Your task - Down to the last line, reproduce the data below exactly.

Referring expression grounding data -
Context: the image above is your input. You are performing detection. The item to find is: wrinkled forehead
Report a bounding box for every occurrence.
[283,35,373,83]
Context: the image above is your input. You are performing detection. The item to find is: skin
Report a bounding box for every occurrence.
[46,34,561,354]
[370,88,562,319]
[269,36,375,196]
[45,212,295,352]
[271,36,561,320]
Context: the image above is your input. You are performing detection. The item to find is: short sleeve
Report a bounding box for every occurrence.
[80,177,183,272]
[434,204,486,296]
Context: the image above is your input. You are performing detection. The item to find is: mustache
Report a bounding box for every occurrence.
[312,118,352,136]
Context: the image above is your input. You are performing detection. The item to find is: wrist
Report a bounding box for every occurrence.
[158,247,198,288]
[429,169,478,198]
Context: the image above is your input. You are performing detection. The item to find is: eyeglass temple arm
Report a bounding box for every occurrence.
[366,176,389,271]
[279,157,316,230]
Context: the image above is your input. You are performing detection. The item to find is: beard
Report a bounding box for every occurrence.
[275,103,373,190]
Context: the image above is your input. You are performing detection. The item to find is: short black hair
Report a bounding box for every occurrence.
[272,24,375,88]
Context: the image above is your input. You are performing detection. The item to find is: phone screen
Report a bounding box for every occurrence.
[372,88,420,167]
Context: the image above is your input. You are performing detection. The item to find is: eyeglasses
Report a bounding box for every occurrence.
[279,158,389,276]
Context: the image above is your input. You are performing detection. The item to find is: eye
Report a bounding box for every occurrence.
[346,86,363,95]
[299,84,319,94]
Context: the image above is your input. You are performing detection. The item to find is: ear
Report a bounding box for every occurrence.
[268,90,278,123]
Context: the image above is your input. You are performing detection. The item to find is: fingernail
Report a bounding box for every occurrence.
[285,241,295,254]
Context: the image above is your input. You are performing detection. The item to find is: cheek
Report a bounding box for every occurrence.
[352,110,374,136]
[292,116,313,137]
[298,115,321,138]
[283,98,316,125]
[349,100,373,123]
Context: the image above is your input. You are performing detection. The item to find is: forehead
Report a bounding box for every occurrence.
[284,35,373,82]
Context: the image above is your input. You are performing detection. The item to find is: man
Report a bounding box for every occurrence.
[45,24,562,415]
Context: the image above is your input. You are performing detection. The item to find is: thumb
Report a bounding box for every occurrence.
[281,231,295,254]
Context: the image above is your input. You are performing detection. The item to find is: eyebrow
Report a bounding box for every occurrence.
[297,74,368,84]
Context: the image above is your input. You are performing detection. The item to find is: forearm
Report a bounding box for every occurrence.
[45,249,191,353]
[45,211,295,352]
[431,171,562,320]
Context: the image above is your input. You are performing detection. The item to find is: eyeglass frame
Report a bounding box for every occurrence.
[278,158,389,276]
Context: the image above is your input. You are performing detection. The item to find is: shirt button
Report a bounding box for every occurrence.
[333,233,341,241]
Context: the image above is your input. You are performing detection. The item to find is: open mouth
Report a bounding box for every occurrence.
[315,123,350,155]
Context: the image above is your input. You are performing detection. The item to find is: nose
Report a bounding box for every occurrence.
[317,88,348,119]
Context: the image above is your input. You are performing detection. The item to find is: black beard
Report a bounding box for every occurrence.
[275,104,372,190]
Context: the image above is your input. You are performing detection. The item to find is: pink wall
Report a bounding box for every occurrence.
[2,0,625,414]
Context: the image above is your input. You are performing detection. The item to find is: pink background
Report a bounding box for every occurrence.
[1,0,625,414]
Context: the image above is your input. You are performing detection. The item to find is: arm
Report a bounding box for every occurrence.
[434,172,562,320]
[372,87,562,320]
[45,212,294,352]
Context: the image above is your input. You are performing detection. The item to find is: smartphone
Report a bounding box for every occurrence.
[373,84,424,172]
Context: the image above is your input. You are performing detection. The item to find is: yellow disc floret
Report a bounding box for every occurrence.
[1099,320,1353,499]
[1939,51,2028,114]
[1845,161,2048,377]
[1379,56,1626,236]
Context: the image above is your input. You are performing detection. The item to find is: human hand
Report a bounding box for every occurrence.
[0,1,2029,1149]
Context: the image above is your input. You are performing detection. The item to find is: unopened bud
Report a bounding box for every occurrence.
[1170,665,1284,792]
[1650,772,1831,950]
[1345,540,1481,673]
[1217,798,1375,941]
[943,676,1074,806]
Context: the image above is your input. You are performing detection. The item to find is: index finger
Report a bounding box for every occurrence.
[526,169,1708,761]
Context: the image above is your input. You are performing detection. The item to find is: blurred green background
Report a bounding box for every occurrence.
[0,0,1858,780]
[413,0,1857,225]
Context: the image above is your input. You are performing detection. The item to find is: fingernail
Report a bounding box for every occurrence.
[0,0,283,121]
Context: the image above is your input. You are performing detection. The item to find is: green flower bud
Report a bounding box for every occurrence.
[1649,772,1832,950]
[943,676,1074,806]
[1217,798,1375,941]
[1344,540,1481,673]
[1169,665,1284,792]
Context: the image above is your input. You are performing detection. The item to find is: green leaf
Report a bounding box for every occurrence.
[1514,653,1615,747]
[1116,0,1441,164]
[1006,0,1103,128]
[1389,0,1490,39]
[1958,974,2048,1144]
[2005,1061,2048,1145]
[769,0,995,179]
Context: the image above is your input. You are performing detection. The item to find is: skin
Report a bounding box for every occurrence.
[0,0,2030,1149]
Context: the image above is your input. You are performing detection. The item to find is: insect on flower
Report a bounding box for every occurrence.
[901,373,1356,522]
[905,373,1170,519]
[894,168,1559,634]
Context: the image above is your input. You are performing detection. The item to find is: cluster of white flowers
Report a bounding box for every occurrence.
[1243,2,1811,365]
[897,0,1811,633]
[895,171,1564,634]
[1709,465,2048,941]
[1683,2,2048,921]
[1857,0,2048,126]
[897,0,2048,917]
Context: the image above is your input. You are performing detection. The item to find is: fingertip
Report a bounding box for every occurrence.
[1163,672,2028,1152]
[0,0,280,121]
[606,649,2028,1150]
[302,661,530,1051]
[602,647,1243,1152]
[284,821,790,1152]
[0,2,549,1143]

Exercise answer -
Context: the image above is your input. You are performing detection. The item to find is: wrinkled forehead
Report a bounding box for every occurrence.
[283,35,373,83]
Context: the image above is your input. You are performing detection. The item to find is: skin
Report a bounding box for every occurrence.
[46,34,561,354]
[370,88,562,319]
[269,36,375,196]
[45,212,295,352]
[271,36,561,320]
Context: the image above is your input. You are performing detection. The item to find is: short sleeve
Report a bounding box for every occurrence.
[80,177,183,272]
[434,204,486,296]
Context: the image above is your input. You are performing detection. The item to find is: mustache
Report a bounding box for every occurrence.
[312,118,352,136]
Context: the image above is your input. You are performing detection. The item to find is: wrist
Report a bounding box for every occurrence.
[158,247,198,288]
[429,169,478,198]
Context: the image above is your input. You are performing detection. The item to find is: eyeglass temple arm
Report a bounding box for every occurrence.
[366,176,389,271]
[279,157,316,230]
Context: the image above is your input. You are performing detection. The item to find is: beard
Report a bounding box for every occurrence.
[275,103,373,190]
Context: the image above is your input. You are performing detection. The item to find is: short black hair
Report a bounding box for every occurrence.
[272,24,375,88]
Context: the image above is your input. You are performing detection. The item to find is: phone screen
Report a bounding box for every occurrence.
[372,88,420,167]
Context: the image above is your input. You are performing detection. The item to find is: eyeglasses
Report a bounding box for every occurrence.
[279,158,389,276]
Context: the image above is your input. You are performing detection. The item to find is: eye
Report a bounding box for every occurrence.
[346,86,363,95]
[299,84,319,94]
Context: the image above is your input. You are performing detection. The item to find is: ear
Report a bounding box for every occurrence.
[268,90,278,123]
Context: the image above is your input. You are performing detection. The item to find is: fingernail
Report a bounding box for every occurrence.
[285,241,295,254]
Context: the image above is your input. You are performing detection. The item to find is: cheek
Report a bounding box for every occurrence.
[352,110,374,136]
[292,116,313,137]
[298,115,321,138]
[283,98,316,125]
[349,100,373,123]
Context: the image above is your input. You are performing detection. The item to find is: forehead
Report a bounding box for every occurrence.
[284,35,373,82]
Context: the image above is your input. You are performing detection. The item to find is: man
Report a bounding box for every occurrence.
[45,24,562,415]
Context: the image above is your input. You are performing detection. The item to find is: thumb
Report a bounding box for every occurrence.
[281,231,295,254]
Context: the image above is your input. You are performing detection. The item to find is: eyebrow
Report a bounding box for every occurrence.
[297,74,368,84]
Context: the image above is your input. You are performing detection. The item to find is: forearm
Report a bounding box for every occurrence.
[45,249,191,353]
[45,211,295,352]
[431,171,562,320]
Context: the image above is your input. You are performing detection. The item to find is: eyeglass frame
Report a bounding box for every occurrence.
[278,158,389,276]
Context: the image above is your input. You are performing detection. The item to find is: shirt button
Report a bounding box for every occurrence.
[333,233,341,241]
Context: the image above is your input. You are performing detection. The item to find is: open mouth
Report a bounding box for every occurrence.
[315,123,350,155]
Context: the image above is your input. You are performing detection. The item to find is: nose
Report a bounding box for every occurrence.
[317,88,348,119]
Context: the image above is your input. You are performing detection. The item to find is: black beard
Report a bounding box for every occurrence.
[275,104,372,190]
Context: the image above is your input. You are performing detection. The item to find is: pink wall
Report a bounding box for every occurrence.
[2,0,625,414]
Context: the image above is your input. You are performing detection. The item to find is: pink background
Report a bounding box for every occurrence.
[1,0,625,414]
Context: the image above is your input. You are performing detection. The item to find is: arm
Report a bounding box for every occurrence.
[434,172,562,320]
[372,87,562,320]
[45,212,294,352]
Context: the image above is your input. You are performing detection. The item to find is: smartphone
Report a bounding box for every occurrence.
[373,84,424,172]
Context: the image above is your input. You are performing detection. The item to find is: yellow disc floret
Report a bounding box for every occurrence.
[1099,320,1353,499]
[1939,51,2028,114]
[1845,161,2048,377]
[1379,56,1626,236]
Context: the image above is your input. You are performing detection. The item to find is: human hand
Report a bounding box for every occurrence.
[0,1,2029,1149]
Context: the image above is your input. You are performing detection. The item to find is: unopened bud
Report a bounding box for every occurrence.
[1170,665,1284,792]
[1650,772,1831,950]
[1345,540,1481,673]
[1217,798,1375,941]
[943,676,1074,806]
Context: the image above is your input. You are performing detection. The item to find is: index finger
Report a bounding box for every occurrence.
[526,169,1708,761]
Context: the image above is your input. You are performing detection. The item to find is: blurred green background
Report a bounding box for every occurrence.
[0,0,1858,780]
[413,0,1857,225]
Context: the image above is your input. You are performing detection. The item to find is: fingernail
Report a bounding box for every occurrence.
[0,0,283,121]
Context: the image above is your input. You are performing detection. The item to find is: green flower bud
Report a bounding box for every occurrence.
[1649,772,1832,950]
[943,676,1074,806]
[1217,798,1375,941]
[1344,540,1481,673]
[1169,665,1284,792]
Context: the image above is your input. You are performing detection. The item to find is: green leaf
Report a bounding box for every occurrence.
[1514,653,1615,747]
[1116,0,1441,164]
[1006,0,1103,128]
[1389,0,1490,39]
[1958,974,2048,1144]
[2005,1061,2048,1145]
[769,0,995,179]
Context: the image above is your input. You are performing detection. The item to find is: skin
Report a bounding box for every occurrence.
[0,0,2030,1149]
Context: the image above is your input. You are performing detection. The item to find is: insect on flower
Report a bounding box for every occurrence.
[901,373,1356,522]
[905,373,1170,519]
[894,168,1559,634]
Context: the image above is your input. You are performing detection. The item to find is: cluster of white flowers
Report a bounding box for every occurrence.
[1243,2,1811,365]
[897,0,1811,633]
[895,171,1564,634]
[1709,465,2048,941]
[1683,2,2048,921]
[1857,0,2048,126]
[897,0,2048,917]
Context: the image above is your input. You are performing detection. The item to find is: fingertip
Report a bounding box for every occurrence.
[1163,672,2028,1152]
[0,0,280,121]
[606,649,2028,1150]
[302,661,530,1051]
[602,647,1243,1152]
[284,821,790,1152]
[0,2,549,1143]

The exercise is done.